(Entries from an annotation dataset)
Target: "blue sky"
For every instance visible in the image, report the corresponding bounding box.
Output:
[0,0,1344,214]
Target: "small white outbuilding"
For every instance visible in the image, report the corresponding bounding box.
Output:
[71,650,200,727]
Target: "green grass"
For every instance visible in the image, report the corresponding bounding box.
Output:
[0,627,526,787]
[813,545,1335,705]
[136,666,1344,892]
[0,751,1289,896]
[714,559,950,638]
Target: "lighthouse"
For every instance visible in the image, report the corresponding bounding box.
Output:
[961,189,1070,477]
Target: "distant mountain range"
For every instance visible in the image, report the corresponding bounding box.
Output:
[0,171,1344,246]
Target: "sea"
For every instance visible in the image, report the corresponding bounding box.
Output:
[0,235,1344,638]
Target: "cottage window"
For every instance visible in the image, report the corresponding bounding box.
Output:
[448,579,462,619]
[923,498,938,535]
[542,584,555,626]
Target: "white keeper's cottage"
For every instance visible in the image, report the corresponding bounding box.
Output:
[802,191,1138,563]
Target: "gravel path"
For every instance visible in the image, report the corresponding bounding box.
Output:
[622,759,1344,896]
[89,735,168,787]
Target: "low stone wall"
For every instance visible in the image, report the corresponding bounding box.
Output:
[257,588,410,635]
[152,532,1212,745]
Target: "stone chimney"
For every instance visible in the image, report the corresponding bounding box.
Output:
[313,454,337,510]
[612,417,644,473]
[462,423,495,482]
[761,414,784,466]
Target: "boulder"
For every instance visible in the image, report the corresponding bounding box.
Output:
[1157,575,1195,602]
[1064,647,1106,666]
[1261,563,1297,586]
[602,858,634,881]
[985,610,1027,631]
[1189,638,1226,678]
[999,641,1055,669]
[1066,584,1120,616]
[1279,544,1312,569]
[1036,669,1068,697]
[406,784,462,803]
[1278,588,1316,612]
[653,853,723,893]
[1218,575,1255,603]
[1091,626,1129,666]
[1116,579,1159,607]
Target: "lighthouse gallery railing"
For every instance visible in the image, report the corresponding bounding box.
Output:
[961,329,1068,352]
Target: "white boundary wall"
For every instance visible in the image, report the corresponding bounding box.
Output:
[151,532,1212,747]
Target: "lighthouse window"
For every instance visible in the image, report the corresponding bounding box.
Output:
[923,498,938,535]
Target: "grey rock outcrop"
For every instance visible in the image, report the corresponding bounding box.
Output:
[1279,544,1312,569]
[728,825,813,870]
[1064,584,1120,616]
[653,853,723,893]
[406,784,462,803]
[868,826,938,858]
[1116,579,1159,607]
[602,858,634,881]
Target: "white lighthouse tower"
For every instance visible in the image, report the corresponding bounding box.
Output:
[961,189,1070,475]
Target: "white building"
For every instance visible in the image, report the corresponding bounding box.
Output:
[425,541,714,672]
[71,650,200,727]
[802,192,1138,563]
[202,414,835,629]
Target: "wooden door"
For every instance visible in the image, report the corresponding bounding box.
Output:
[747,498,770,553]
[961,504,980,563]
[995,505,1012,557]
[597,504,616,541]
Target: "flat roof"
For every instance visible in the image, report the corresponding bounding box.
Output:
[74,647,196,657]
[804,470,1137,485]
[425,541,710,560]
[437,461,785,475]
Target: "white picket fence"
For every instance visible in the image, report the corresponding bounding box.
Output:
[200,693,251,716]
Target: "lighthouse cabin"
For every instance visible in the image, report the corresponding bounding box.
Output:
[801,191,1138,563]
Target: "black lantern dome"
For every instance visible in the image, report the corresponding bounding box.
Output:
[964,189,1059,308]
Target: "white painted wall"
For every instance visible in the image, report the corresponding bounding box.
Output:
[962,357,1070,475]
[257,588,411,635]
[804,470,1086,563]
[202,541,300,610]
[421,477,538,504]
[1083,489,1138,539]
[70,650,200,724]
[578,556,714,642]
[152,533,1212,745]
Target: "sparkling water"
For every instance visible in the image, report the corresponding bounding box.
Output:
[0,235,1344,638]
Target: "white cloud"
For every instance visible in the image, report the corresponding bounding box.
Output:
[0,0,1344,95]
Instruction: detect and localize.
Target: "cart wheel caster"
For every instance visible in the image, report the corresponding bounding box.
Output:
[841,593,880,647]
--
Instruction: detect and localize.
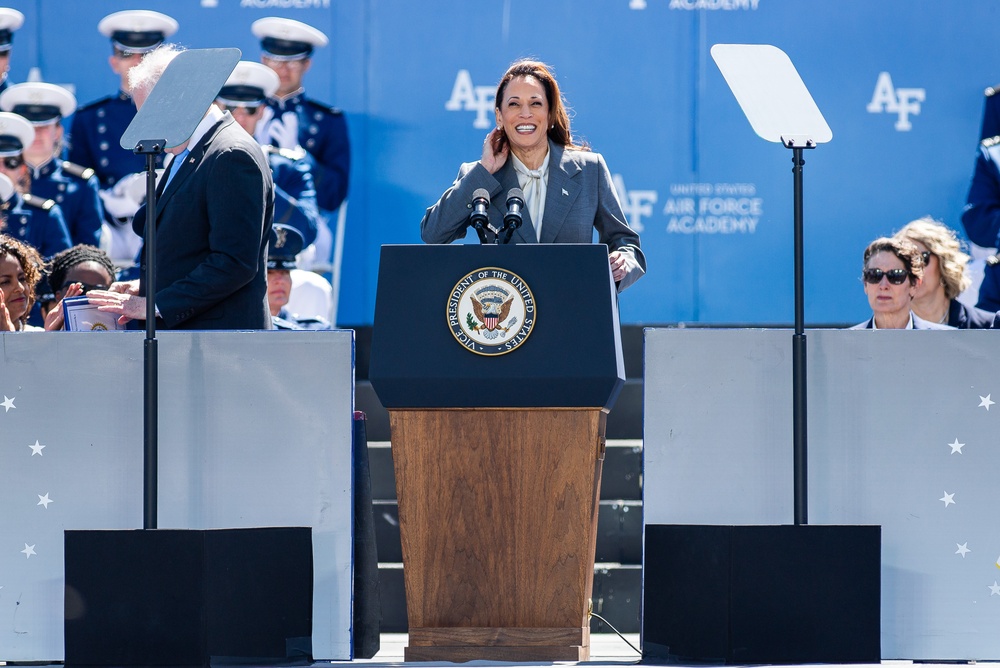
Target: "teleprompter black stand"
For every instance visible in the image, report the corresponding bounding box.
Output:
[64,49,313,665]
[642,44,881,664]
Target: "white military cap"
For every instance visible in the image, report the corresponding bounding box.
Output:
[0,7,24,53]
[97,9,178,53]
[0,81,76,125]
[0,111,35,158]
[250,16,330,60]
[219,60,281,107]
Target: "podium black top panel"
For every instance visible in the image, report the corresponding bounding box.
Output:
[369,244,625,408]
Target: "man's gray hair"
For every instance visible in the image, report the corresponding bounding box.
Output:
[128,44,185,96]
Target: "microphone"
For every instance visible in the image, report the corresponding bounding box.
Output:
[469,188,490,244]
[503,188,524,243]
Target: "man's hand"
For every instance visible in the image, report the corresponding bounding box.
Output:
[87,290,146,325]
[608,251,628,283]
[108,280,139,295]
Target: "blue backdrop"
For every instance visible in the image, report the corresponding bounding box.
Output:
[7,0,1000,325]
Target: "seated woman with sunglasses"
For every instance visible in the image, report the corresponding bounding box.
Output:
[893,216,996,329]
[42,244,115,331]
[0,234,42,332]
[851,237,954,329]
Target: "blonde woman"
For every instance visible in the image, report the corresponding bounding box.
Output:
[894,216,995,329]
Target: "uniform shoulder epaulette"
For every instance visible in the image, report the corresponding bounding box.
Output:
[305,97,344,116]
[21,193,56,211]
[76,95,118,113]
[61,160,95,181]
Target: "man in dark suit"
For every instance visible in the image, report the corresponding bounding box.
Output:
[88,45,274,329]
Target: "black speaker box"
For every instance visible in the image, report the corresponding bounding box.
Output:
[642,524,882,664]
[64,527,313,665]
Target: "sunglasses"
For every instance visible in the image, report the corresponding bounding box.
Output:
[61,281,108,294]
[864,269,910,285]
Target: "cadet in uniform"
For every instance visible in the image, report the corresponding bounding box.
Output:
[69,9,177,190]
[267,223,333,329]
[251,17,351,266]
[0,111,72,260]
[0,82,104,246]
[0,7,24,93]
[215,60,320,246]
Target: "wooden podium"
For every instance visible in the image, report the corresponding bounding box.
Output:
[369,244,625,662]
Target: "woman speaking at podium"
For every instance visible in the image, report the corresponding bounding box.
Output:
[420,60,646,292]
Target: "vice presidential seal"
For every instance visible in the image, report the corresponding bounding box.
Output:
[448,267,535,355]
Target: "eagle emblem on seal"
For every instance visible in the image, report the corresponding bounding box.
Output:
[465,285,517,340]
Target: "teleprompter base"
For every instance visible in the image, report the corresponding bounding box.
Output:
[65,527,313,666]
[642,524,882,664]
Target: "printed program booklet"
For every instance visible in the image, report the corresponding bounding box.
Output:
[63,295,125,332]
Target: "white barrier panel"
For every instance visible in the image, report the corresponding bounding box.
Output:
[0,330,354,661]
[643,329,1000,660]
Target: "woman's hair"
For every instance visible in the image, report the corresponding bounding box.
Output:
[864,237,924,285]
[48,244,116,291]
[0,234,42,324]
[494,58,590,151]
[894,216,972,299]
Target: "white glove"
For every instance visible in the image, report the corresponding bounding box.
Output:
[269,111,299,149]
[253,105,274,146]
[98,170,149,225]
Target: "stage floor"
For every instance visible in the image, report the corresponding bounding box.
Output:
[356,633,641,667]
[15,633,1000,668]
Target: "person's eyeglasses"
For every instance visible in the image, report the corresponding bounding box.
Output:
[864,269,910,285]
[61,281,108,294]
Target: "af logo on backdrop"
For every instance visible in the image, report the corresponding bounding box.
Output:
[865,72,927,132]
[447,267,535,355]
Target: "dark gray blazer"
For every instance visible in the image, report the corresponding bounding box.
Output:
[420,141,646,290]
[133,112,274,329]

__PROMPT__. Which lines of the data above contain the string "lighthouse"? Pick out each of them and copy it in full, treating uppercase and lowercase as different.

__RESULT FOR THIS TASK__.
Target: "lighthouse"
Target: "lighthouse gallery railing"
Target: "lighthouse window"
Target: "white lighthouse tower"
Target: "lighthouse cabin"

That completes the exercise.